WRITTEN PROBLEM 1
Retype the part of the transcript about the Lion King music between "That's not what" and "my original demo.", inclusive.

PAGE
It was supposed to be
20 seconds of Elton's song
and then there was going
to be a dialogue scene and...
da-da-da-da, right?
And I forgot
about the 20 seconds.
I just got excited about
doing the chant with Lebo.
Then I did
an arrangement of Elton's tune.
And so I played it to them,
and as I'm playing it to them,
I'm going, "Oh, God, I forgot.
It's supposed to
be 20 seconds long,
and then it's supposed
to become a dialogue piece."
And they sort of
shuffled off into a corner,
and they're talking.
And I know what
they're talking about.
They're talking about,
"Who are
they gonna get to replace me?"
So I'm going over
there, and I'm saying,
"Look, guys, I'm really sorry.
I can do this
thing in 20 seconds."
They're going, "No, no, no!
That's not what
we're talking about at all.
We're thinking we're gonna go
and reanimate the whole
opening.
We're gonna take all that
dialogue out and da-da-da-da."
Ingonyama
It was an experiment,
and what's in
the movie is my original demo.
The African sounds...
Ingonyama
...the unique instruments...
Ingonyama
...it's beyond profound.
The circle of life
And the Oscar goes to Hans
Zimmer for "The Lion King"!
So full of life
and wonder and beauty.
I wrote
a speech, but I realised,
"It's so boring,"
so I'm not gonna do it.
I'd like to thank my wife
because she's my best friend.

DATA PROVIDED
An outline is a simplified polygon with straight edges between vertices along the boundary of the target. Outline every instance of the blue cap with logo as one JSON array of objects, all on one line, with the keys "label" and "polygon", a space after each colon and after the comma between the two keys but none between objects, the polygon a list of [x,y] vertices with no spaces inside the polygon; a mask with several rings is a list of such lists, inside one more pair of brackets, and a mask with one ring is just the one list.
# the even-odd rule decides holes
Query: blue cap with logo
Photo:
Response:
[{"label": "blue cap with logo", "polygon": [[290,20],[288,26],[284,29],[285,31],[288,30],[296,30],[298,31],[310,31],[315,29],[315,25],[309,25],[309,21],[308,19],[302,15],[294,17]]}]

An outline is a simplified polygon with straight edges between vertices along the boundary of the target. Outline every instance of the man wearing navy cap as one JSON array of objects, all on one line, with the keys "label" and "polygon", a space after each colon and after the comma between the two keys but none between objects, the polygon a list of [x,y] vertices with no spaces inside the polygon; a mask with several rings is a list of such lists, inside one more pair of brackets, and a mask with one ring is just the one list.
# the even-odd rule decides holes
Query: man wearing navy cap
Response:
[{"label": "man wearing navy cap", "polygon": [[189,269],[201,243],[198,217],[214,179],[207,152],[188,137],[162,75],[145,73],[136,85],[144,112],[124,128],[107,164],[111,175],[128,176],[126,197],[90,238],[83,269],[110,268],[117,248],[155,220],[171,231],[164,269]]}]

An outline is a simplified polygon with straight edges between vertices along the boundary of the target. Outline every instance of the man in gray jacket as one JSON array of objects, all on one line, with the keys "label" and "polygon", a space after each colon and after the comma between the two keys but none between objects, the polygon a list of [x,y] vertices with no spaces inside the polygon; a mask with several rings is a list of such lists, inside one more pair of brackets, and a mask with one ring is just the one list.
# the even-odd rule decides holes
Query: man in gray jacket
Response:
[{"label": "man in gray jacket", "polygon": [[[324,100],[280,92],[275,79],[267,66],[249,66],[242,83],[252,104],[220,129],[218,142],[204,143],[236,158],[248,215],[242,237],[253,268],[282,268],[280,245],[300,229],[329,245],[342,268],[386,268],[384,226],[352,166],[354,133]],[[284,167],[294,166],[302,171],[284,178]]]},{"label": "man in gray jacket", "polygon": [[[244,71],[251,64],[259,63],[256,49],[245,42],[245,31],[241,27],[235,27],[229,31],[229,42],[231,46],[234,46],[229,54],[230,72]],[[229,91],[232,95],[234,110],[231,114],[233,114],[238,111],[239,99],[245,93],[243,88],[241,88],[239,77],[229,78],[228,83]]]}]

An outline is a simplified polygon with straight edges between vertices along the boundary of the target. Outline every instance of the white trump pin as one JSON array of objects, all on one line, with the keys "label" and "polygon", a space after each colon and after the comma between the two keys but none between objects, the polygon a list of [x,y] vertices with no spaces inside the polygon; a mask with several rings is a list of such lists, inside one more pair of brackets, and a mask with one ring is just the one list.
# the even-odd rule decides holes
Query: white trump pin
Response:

WRITTEN PROBLEM 2
Rewrite the records from the line holding "of the white" through the end of the records, inclusive, with "straight edges" changed to "line segments" and everything else left as it is.

FINAL ANSWER 1
That's not what
we're talking about at all.
We're thinking we're gonna go
and reanimate the whole
opening.
We're gonna take all that
dialogue out and da-da-da-da."
Ingonyama
It was an experiment,
and what's in
the movie is my original demo.

FINAL ANSWER 2
An outline is a simplified polygon with line segments between vertices along the boundary of the target. Outline every instance of the white trump pin as one JSON array of objects, all on one line, with the keys "label" and "polygon", a space after each colon and after the comma between the two keys but none between objects, the polygon a list of [x,y] vertices with no spaces inside the polygon; a mask with several rings is a list of such lists, inside one more pair of brackets, and a mask with one ring is just the one list.
# the even-odd rule decides holes
Query: white trump pin
Response:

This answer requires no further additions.